Problems and tasks:
[1] For each statement below, say whether it agrees with the contact-center passage. Answer yes or no and quote the words of the passage that decide it.
(a) Teleperformance launched the TP Cloud Campus in Portugal after Covid-19 arrived.
(b) Transcom's digital onboarding system uses bots.
(c) 5CA assumes its potential talent pool has over one billion people.
[2] Return, word for word, the part of the contact-center passage between "Many of these" and "real service environment.", inclusive.

Source extract:
5CA uses an entirely WFH approach. They begin with the assumption that their potential pool of talent has over one billion people – those with an Internet connection and the ability to work from home. They use a performance management process that’s highly focused on data so all management, coaching, and training is guided by real-time performance data.
This approach reflects Marcel’s comment about hours at the desk. Managing remote workers can be a challenge for team leaders used to seeing their team in person. Ensuring that a data-driven approach to learning requirements is used creates a much stronger culture of transparency in customer support teams.
Teleperformance has built a virtual online campus they call the TP Cloud Campus. This was launched in Portugal last December so they were already running this system before Covid-19 arrived. It allows hiring, on boarding, and learning to all take place in virtual meeting rooms. The campus can also be used for social events so it effectively acts like a hub for everyone on the team – whether it’s a work meeting or team happy hour. It really was launched at exactly the right time because now they are using it globally to bring WFH teams together.
Transcom has built a completely digital onboarding system using bots. The automated process can create new users for internal systems, distribute login credentials, create or delete licenses, and send out welcome messages to new colleagues. Transcom also has their own learning management system called Transcom University. This is a centralized e-learning platform that allows employees to customize, manage and select courses. Team leaders can monitor progress when the training is focused on improving skills at work. The courses are also presented as a roadmap featuring the initial onboarding courses followed by various elective courses.
Many of these courses are gamified, encouraging greater participation and tools like Virtual Reality have also been embraced. Agents can be trained using a 360-degree immersive environment accelerating their time to competency. They have found this to be a particularly useful tool for training agents on the actions or issues that create customer dissatisfaction – so these actions can be avoided in the real service environment.
It’s clear that contact centers and BPO have dramatically changed. The way that customer service will be delivered in future is going to be very different to the single-site contact center we have known so well in the past. This creates many new challenges that have to be managed, including how to keep your team on top of their existing tasks and learning for the future.
It’s clear that many of the well-known BPO brands have been thinking carefully about this and changing their processes and management culture. I mentioned a handful of companies here and chose them just because I have heard about their approach in recent weeks. The smart players are not talking of business as usual, they are explaining how their processes are changing to adapt to a new reality.
The danger is that some BPOs are just hoping for a return to normal. Normal no longer exists in the post-covid business environment. Your customer service partner is a critical decision because these agents will be representing your brand – they are on the front-line. If your BPO is staying silent on how they think the new normal will look then it might be time to start scanning the horizon for one that has already embraced a blended workforce and the processes needed to manage and develop them.

Provided material:
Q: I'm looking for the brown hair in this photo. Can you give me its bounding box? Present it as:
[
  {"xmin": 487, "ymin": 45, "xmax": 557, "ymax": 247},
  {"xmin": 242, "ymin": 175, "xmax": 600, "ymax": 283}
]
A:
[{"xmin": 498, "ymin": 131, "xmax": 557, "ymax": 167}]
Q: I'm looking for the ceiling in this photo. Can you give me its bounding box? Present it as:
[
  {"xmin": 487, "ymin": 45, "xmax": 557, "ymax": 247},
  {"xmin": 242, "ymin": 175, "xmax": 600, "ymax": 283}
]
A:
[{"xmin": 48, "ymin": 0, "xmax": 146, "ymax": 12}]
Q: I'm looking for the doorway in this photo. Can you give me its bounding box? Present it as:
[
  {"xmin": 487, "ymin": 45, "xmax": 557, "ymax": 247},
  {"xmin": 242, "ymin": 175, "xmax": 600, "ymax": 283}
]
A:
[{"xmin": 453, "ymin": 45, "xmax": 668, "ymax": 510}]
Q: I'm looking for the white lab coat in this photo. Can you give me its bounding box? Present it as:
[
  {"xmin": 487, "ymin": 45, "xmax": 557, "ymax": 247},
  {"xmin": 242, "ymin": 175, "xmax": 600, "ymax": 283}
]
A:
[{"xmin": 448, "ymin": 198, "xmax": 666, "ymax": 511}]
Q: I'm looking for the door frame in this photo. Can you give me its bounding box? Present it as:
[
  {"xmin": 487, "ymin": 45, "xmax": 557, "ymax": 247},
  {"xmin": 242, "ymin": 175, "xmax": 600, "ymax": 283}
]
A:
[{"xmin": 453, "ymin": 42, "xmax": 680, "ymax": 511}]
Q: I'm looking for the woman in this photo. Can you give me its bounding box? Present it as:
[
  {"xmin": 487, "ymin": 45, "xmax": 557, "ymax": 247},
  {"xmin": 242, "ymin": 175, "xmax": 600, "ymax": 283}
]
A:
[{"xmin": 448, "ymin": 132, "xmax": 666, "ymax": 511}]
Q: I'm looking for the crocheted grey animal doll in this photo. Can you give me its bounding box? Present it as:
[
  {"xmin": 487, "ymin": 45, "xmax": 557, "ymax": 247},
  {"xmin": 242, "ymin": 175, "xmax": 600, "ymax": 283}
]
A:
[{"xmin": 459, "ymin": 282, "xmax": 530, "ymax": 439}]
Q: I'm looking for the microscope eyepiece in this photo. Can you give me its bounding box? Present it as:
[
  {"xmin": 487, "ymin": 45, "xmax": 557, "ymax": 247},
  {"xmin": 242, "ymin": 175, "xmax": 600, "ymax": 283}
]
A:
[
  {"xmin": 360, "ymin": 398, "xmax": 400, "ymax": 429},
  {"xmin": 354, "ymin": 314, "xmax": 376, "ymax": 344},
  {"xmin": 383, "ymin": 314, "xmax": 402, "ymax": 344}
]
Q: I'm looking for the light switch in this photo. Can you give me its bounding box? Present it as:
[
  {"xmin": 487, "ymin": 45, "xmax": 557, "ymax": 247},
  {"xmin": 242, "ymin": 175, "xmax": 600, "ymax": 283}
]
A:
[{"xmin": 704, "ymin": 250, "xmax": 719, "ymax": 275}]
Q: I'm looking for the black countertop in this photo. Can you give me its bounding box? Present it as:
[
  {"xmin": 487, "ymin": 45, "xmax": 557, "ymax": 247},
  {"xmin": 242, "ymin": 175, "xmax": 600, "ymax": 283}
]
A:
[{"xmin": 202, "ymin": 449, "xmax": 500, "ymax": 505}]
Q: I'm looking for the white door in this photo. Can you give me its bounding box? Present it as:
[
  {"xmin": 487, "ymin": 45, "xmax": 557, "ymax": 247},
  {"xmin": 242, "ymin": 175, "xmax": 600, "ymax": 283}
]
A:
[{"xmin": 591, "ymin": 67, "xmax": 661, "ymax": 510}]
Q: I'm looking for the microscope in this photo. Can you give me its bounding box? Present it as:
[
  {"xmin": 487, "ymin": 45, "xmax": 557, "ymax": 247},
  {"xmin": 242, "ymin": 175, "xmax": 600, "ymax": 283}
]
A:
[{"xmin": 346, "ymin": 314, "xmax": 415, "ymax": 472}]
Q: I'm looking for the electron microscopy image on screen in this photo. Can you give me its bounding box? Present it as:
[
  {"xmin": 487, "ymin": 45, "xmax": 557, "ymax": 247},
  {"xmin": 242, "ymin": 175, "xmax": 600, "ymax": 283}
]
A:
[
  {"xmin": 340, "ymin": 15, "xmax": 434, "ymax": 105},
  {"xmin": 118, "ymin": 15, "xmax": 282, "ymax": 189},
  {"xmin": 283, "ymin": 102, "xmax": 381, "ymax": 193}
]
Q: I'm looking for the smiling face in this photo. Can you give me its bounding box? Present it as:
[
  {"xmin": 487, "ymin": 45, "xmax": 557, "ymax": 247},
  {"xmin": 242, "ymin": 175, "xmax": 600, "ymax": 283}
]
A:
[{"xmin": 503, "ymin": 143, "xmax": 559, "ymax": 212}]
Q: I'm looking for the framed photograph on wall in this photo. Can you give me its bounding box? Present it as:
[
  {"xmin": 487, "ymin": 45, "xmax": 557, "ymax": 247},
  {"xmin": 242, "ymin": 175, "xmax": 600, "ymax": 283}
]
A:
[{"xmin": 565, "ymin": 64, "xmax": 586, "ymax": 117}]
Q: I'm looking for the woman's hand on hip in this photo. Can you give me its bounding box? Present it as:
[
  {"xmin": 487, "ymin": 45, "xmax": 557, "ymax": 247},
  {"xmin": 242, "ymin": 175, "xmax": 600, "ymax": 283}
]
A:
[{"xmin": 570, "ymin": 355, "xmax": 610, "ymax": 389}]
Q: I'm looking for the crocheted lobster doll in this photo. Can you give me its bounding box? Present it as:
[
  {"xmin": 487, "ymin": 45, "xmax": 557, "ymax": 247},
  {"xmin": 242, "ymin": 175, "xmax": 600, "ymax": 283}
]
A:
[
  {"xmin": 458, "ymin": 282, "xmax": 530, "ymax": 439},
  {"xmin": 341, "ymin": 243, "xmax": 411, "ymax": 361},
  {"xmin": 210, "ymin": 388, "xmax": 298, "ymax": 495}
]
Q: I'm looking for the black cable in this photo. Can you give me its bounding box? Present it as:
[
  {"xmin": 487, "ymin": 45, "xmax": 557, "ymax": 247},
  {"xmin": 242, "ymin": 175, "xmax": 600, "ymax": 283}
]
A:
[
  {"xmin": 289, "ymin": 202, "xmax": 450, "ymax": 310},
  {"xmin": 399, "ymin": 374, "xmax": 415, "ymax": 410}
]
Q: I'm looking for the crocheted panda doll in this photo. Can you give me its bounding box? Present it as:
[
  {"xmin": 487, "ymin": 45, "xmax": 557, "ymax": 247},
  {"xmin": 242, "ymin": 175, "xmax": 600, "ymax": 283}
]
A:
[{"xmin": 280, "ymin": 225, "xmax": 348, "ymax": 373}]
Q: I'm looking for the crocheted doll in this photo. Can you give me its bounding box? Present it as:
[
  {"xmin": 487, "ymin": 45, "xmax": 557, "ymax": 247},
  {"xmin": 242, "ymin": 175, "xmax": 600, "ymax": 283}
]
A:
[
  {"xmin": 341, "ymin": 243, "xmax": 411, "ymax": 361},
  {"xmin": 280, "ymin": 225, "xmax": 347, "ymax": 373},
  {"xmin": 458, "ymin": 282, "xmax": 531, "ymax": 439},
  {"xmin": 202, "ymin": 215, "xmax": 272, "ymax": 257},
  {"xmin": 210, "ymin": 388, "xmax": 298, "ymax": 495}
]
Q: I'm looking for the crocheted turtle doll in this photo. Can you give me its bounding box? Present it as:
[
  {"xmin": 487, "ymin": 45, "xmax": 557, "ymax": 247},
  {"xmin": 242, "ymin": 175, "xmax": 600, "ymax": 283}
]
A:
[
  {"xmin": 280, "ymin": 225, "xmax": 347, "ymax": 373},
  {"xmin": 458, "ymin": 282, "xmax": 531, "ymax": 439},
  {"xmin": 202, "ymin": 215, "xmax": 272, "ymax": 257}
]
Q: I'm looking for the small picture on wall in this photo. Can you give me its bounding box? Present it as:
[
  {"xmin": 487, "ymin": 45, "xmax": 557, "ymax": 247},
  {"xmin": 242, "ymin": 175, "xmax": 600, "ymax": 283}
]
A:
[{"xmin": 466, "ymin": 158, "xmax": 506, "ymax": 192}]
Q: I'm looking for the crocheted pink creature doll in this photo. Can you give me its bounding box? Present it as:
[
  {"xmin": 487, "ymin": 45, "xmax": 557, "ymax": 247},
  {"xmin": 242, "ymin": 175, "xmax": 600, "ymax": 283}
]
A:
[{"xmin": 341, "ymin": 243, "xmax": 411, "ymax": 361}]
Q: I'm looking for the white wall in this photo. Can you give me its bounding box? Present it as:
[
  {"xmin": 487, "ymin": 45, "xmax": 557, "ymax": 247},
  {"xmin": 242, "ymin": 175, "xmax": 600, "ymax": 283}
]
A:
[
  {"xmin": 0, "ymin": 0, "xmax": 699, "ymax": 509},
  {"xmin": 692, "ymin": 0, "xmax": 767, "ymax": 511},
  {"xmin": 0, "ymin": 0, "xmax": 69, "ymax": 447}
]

Responses to the tasks:
[1]
(a) No: "This was launched in Portugal last December so they were already running this system before Covid-19 arrived."
(b) Yes: "Transcom has built a completely digital onboarding system using bots."
(c) Yes: "their potential pool of talent has over one billion people"

[2]
Many of these courses are gamified, encouraging greater participation and tools like Virtual Reality have also been embraced. Agents can be trained using a 360-degree immersive environment accelerating their time to competency. They have found this to be a particularly useful tool for training agents on the actions or issues that create customer dissatisfaction – so these actions can be avoided in the real service environment.